> [Document source]:
::::::
Sept plaques de marques de la faïencerie de Gien - n°356
Alors qu’en 2021, la Faïencerie de Gien fêtera ses deux siècles d’existence, cette manufacture, qui connut bien des vicissitudes mais aussi des heures de gloire couronnées lors des grandes expositions universelles de 1855, 1867, 1878, 1889 et 1900, résiste et s’adapte en continuant à faire appel à des artistes talentueux qui leur permettent de sortir de nouvelles gammes de produits qui séduisent les jeunes générations.

Dans un monde secoué par de multiples bouleversements numériques, technologiques et sociétaux, elle peut se flatter d’avoir vu le jour sous Louis XVIII et d’être toujours en activité en 2019, alors que nombre de ses homologues (Creil, Choisy, etc.) ont depuis longtemps fermés leurs portes.
Tout au long de son existence, la manufacture fit preuve de créativité, d’adaptation talentueuse voire de magicienne des décors en excellent avec brio, en réinterprétant les décors dont elle s’inspirait pour les faire siens de manière originale et parfois atypique (décors italiens, orientaux, français régionaux et européens…).
Mais Gien, c’est surtout une histoire « d’hommes » car de sa création par Thomas Hulm à nos jours, seuls des hommes en assurèrent sa direction.
En effet, en 1821, un anglais Thomas Hulm dit « HALL » prend conscience que la taxe, instaurée par le traité de commerce de Vergennes en 1786, frappe nos faïences à l’exportation vers l’Angleterre, et par la même permet aux productions anglaises d’inonder notre marché.

Thomas Hulm abandonne sa fabrique de Montereau pour créer sa propre manufacture en s’installant à Gien dans l’ancien couvent des minimes fondé en 1490 par Anne de Beaujeu.
Il s’avère que Gien possède les atouts indispensables pour cette implantation : centre commercial important, présence des canaux, de la marine de Loire, des grandes étendues boisées et enfin des cailloux siliceux du fleuve nécessaires à la fabrication.

Hall s’associe donc à son beau-frère Guyon pour réaliser cette installation et faire face à d’inévitables difficultés techniques et financières. Au fil du temps, plusieurs dirigeants lui succédèrent.
::::::
> [Enregistrements de données]:
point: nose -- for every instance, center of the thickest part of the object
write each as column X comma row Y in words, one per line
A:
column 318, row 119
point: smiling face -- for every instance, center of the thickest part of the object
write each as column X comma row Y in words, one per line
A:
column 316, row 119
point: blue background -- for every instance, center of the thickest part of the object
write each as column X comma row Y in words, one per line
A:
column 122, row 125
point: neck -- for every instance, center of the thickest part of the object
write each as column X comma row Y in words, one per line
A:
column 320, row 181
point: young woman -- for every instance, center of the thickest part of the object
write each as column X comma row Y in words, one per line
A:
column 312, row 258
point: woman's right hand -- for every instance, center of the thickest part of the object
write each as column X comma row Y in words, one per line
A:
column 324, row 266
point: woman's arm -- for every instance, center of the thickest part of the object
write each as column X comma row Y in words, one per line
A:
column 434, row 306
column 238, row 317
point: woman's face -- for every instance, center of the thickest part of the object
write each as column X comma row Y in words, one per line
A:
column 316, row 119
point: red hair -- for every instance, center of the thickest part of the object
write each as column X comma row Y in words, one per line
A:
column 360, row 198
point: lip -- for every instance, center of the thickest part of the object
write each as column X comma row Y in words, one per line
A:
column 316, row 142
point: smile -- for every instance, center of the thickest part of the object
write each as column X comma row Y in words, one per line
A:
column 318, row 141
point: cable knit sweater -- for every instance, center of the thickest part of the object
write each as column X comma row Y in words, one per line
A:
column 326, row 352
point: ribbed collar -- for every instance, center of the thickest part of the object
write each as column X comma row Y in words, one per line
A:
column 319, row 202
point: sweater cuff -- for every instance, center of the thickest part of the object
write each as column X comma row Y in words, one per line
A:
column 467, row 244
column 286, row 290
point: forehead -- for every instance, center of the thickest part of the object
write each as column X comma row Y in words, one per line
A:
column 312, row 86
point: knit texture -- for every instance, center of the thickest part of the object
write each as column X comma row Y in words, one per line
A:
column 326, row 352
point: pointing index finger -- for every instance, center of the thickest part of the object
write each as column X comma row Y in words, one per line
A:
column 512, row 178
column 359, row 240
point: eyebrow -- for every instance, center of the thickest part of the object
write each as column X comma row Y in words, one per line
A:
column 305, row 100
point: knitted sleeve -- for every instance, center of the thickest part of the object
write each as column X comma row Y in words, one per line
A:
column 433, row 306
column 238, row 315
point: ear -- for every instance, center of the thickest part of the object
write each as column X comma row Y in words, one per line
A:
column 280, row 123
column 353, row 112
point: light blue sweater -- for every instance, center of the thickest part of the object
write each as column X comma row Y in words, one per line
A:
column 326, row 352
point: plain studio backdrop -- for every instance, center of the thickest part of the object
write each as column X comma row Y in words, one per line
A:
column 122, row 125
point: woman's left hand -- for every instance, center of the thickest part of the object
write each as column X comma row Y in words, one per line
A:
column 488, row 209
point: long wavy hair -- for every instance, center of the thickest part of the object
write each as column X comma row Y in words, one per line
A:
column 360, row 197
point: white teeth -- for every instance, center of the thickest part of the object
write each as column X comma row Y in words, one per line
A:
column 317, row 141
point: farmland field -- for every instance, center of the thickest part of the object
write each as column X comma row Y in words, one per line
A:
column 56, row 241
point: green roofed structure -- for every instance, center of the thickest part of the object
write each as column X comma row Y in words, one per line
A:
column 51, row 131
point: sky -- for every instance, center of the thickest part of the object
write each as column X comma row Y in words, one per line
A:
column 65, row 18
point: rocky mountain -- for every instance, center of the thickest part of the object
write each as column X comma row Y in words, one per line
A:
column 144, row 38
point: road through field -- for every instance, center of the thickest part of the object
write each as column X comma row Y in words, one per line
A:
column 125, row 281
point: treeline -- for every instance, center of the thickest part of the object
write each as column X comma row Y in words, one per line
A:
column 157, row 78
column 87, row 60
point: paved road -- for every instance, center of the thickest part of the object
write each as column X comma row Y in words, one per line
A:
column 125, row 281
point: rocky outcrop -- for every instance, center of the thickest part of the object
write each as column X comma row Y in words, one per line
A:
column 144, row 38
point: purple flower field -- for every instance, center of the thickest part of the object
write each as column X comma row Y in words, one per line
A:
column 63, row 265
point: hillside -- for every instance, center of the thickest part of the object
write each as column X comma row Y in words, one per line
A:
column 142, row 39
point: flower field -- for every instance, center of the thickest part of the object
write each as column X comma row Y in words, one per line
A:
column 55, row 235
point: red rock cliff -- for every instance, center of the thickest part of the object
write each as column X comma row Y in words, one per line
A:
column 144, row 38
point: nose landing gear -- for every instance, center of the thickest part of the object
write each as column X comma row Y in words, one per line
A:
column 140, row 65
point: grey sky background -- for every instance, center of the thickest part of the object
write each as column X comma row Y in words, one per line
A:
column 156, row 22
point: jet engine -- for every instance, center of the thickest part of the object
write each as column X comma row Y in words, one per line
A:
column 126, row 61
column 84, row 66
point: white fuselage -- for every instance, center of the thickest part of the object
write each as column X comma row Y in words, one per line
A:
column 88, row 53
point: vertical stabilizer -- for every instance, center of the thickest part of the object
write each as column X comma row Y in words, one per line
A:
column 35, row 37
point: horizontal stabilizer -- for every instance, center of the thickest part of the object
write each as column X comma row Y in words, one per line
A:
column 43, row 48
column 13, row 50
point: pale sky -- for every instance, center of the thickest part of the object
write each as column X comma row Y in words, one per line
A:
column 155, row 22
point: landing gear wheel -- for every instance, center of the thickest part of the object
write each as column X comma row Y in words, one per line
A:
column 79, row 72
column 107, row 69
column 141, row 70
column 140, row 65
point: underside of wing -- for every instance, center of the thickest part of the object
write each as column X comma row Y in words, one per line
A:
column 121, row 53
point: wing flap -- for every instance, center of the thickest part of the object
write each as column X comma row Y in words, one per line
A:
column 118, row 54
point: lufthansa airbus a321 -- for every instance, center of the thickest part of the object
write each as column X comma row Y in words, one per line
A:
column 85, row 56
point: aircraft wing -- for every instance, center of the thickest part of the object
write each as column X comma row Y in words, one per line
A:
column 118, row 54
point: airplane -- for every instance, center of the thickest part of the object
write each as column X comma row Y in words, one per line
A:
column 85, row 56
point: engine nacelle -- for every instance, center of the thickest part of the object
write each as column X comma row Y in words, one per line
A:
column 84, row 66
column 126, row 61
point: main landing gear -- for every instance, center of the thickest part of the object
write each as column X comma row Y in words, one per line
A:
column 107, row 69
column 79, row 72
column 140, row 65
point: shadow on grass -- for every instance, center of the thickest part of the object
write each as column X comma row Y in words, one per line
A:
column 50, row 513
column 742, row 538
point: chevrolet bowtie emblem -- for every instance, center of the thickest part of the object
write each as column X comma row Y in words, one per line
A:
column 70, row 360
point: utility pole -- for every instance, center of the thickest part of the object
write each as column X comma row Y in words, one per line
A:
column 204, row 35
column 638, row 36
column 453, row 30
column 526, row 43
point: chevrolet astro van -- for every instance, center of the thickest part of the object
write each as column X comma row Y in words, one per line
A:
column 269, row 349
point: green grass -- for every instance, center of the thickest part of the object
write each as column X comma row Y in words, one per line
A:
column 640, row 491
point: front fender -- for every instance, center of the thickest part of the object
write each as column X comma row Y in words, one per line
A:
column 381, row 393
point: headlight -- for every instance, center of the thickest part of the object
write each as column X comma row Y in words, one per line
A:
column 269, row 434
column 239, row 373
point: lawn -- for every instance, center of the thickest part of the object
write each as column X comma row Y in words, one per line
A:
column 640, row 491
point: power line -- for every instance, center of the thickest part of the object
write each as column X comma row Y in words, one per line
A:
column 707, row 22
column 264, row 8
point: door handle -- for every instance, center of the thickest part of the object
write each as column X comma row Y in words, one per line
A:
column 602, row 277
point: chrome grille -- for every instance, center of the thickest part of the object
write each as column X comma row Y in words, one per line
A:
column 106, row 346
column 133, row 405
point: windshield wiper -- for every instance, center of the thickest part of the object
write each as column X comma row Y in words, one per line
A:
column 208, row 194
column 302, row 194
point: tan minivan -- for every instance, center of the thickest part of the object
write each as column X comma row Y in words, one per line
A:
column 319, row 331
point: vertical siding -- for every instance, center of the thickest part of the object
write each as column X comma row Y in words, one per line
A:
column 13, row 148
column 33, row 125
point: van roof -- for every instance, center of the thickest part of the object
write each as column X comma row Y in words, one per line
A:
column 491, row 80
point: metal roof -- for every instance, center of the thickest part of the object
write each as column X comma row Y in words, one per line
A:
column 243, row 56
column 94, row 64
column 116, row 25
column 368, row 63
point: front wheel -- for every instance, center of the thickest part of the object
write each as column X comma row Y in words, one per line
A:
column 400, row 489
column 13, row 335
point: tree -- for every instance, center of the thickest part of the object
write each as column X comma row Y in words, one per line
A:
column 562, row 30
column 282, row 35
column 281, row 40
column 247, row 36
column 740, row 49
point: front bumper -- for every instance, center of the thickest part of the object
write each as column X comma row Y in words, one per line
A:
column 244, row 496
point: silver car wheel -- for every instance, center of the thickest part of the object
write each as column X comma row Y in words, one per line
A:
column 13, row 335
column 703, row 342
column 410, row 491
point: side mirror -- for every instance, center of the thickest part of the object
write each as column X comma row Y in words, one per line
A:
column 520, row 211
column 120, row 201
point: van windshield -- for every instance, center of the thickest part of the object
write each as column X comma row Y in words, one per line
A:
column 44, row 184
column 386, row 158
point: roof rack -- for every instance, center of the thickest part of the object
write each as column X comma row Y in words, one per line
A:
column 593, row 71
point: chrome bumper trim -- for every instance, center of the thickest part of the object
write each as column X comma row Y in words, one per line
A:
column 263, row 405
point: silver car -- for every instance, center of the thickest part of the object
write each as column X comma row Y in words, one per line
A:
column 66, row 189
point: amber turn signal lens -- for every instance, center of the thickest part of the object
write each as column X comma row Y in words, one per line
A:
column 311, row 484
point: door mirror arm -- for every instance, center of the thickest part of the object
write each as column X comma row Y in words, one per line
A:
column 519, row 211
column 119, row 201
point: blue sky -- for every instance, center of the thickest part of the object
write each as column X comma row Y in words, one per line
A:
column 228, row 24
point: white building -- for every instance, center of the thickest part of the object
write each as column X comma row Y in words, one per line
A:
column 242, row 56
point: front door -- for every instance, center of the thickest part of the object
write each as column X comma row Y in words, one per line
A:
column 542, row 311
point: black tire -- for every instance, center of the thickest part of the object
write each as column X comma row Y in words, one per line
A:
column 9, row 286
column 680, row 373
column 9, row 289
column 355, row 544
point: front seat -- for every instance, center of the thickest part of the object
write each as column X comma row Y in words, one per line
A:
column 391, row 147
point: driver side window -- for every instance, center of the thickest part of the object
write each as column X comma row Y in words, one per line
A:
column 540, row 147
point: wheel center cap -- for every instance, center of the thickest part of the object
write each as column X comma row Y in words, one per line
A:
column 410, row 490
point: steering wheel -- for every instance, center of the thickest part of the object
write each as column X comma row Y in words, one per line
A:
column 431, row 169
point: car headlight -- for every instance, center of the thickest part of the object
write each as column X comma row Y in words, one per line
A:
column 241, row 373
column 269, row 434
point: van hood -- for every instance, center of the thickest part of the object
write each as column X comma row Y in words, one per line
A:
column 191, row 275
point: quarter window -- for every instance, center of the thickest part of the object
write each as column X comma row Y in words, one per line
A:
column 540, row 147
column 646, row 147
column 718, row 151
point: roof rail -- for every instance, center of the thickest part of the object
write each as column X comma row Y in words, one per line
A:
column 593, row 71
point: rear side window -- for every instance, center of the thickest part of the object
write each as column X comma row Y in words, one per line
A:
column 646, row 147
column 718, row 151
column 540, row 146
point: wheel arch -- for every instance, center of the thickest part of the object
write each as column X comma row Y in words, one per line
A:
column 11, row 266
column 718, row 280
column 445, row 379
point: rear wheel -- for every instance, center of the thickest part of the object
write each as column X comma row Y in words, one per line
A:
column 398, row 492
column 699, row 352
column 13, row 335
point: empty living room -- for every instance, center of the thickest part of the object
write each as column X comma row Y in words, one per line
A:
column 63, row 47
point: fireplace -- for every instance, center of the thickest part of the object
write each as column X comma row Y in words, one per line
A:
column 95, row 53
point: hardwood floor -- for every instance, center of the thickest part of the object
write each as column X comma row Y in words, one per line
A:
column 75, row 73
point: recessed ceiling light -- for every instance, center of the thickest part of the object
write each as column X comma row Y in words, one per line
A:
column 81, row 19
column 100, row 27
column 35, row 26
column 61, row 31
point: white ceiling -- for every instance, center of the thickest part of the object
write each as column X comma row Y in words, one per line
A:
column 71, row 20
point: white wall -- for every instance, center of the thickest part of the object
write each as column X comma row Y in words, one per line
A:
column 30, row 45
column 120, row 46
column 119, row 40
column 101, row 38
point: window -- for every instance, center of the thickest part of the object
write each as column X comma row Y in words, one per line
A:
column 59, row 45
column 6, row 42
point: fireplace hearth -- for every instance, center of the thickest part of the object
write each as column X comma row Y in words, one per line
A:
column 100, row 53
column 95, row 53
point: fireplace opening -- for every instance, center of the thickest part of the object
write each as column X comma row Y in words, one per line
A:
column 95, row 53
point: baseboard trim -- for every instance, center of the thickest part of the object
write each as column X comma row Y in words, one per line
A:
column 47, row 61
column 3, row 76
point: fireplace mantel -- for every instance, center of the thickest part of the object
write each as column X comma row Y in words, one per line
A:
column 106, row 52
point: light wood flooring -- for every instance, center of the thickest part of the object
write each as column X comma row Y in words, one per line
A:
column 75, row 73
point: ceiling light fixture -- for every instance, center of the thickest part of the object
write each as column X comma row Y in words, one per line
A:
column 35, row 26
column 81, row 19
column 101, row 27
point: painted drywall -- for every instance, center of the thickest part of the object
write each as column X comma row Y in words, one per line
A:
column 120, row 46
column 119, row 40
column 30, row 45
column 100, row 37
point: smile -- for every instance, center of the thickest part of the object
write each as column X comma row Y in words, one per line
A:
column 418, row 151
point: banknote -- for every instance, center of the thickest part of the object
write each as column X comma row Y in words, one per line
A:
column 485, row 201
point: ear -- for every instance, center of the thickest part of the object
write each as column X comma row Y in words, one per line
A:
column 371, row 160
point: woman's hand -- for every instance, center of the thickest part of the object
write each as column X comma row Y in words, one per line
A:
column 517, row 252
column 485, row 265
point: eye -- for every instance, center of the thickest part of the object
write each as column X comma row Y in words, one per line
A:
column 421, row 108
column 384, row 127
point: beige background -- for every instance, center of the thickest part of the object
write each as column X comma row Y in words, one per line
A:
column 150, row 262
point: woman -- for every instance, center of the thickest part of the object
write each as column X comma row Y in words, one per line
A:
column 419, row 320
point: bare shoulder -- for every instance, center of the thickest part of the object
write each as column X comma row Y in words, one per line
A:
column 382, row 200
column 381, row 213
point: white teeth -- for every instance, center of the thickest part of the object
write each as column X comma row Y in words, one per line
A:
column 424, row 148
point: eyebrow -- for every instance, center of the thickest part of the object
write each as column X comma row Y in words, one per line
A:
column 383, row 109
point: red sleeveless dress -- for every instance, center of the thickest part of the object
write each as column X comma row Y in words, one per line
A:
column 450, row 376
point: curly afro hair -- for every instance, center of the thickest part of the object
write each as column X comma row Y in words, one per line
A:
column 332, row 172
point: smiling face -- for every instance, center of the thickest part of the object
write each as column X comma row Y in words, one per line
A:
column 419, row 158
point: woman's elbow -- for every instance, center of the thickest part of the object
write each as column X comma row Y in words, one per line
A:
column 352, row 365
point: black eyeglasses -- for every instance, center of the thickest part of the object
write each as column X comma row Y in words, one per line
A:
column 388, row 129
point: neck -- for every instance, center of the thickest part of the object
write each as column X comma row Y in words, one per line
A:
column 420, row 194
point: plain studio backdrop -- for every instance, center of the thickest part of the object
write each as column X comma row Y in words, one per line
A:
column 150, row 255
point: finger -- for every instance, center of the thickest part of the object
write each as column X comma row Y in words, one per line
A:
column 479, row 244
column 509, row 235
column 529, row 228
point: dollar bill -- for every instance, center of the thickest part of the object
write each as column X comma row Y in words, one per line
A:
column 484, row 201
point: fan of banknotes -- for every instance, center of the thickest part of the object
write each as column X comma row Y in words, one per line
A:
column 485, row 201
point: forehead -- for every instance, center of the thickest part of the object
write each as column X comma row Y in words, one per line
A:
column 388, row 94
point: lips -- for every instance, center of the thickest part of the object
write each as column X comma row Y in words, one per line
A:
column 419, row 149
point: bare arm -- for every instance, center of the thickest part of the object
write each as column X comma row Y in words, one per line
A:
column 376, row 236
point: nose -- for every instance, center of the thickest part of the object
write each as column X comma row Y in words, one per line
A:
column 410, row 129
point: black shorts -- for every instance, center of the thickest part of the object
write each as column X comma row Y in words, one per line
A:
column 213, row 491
::::::
> [Consignes de travail]:
1/ Répondez à ces questions d'après le document source sur la faïencerie de Gien :
(a) Quelle fabrique Thomas Hulm abandonne-t-il pour s'installer à Gien ?
(b) Par qui et en quelle année l'ancien couvent des minimes a-t-il été fondé ?
(c) À qui Hall s'associe-t-il pour réaliser l'installation ?
2/ Mettez à jour le listing en partant de la ligne qui contient "point: pale sky" et en vous arrêtant après celle qui contient "column 121, row 53". Remplacez "landing gear wheel" par "main wheel", ne modifiez rien d'autre et redonnez seulement ces lignes.
Le listing est sans rapport avec le document source.

> [Réponses aux consignes]:
1/
(a) Sa fabrique de Montereau.
(b) Par Anne de Beaujeu, en 1490.
(c) À son beau-frère Guyon.

2/
point: pale sky -- for every instance, center of the thickest part of the object
write each as column X comma row Y in words, one per line
A:
column 155, row 22
point: main wheel -- for every instance, center of the thickest part of the object
write each as column X comma row Y in words, one per line
A:
column 79, row 72
column 107, row 69
column 141, row 70
column 140, row 65
point: underside of wing -- for every instance, center of the thickest part of the object
write each as column X comma row Y in words, one per line
A:
column 121, row 53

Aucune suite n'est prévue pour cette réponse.